■ **Passage given**
=-=-=-=-=
It’s common for the board to approve a number of requests for activity fees at a meeting, as it was one of the original purposes of the foundation when it was founded 30 years ago.

However, the possibility of greater needs in the future has prompted some board members to wonder if there should be a limit on such requests.

The board also routinely fields applications from teachers for classroom projects, field trips or other activities.

President Patti Dols raised the issue of limiting the amount of requests on behalf of other board members who had raised the issue with her.

One board member told her he was concerned about the large numbers of younger children in the district receiving free and reduced price school meals. As those children move into the higher grades, the number of requests could increase.

Possibilities of a percentage or a dollar cap were discussed, but some members were opposed to a set limit.

“We don’t want to deny any kid the opportunity to participate,” said Orlo Almlie, a retired superintendent in Willmar.

Almlie and Mike Reynolds, a currently School Board member, reminded the others of the founders’ ideas for the foundation.

“The original mission of this foundation is ‘no child left behind’; everybody gets to play,” Reynolds said.

Under the current system, building administrators must approve requests before they go to the foundation board. Brad Schmidt, a former School Board member, said the current system seems to work well, and administrators usually know what’s happening with the students in their buildings.
=-=-=-=-=
■ **Given data**

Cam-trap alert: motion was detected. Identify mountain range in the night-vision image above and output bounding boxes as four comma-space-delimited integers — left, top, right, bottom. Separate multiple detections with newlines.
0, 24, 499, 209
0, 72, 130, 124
=-=-=-=-=
■ **Work to complete**
- A) Answer these from the article on the school foundation board:
(i) How long ago was the foundation founded?
(ii) What two kinds of caps on requests were discussed?
(iii) Who must approve requests before they reach the foundation board?
- B) Carry on the article about the foundation board's activity-fee requests, starting after its last sentence.
The data has no connection to the article on the foundation board.

■ **Solved problems**
- A)
(i) 30 years ago
(ii) A percentage cap and a dollar cap
(iii) Building administrators

- B)
Dols, a retired principal in the district, agreed that principals “have a pretty good idea of who’s hurting.”

Dols said she wanted to discuss the idea further at the board’s December meeting. Also on the December agenda will be a possible rewrite of the foundation’s bylaws to align its fiscal year with the school year.

To celebrate the foundation’s 30th anniversary, board members hosted an event at Friday’s Homecoming football game to highlight some of the young people who had received help from the foundation in the past. They handed out brochures and snacks to people on their way to the game.

Board members discussed asking to post their banners and hand out brochures during school conferences.

The effort was part of the board’s plan to raise its visibility in the community. A new website will be launched later this fall, along with a Facebook page and a PayPal link to make donating easier.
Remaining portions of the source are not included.